» **TASK REQUIREMENTS**
Reproduce the records below word for word, starting at the line that contains "A point marks every instance of the green" and ending at the final line of the records.

» **DATA LISTING**
===============

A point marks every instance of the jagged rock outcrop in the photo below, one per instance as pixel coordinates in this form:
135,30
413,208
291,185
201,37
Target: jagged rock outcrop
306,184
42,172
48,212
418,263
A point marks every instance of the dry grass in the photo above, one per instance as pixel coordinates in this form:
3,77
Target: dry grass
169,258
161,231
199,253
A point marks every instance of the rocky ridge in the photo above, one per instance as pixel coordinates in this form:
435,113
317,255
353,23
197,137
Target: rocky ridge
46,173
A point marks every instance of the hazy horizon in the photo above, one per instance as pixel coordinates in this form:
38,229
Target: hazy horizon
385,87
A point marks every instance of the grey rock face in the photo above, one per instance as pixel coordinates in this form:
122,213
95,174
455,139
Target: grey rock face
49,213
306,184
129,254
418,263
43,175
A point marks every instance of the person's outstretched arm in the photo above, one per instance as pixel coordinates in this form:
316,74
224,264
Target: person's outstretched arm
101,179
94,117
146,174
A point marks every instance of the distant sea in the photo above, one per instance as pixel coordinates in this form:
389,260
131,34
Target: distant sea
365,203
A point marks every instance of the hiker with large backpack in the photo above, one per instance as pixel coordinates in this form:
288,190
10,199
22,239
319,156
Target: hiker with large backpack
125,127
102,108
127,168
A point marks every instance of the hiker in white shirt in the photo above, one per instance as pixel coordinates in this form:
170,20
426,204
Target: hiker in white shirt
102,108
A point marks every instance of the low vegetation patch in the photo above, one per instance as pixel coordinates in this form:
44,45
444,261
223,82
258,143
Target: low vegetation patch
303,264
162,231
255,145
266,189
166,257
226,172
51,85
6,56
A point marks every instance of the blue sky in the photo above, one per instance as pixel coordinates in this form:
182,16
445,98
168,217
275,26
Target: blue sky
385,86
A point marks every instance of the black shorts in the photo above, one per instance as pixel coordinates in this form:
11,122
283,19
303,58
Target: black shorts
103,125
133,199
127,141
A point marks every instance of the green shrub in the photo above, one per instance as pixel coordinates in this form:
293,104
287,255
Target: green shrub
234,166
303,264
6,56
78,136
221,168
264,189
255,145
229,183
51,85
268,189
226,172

===============

» **EXERCISE OUTPUT**
A point marks every instance of the green shrub in the photo above, one per instance as pixel coordinates in this form:
293,104
287,255
Target: green shrub
234,166
303,264
6,56
78,136
221,168
264,189
255,145
229,183
51,85
268,189
226,172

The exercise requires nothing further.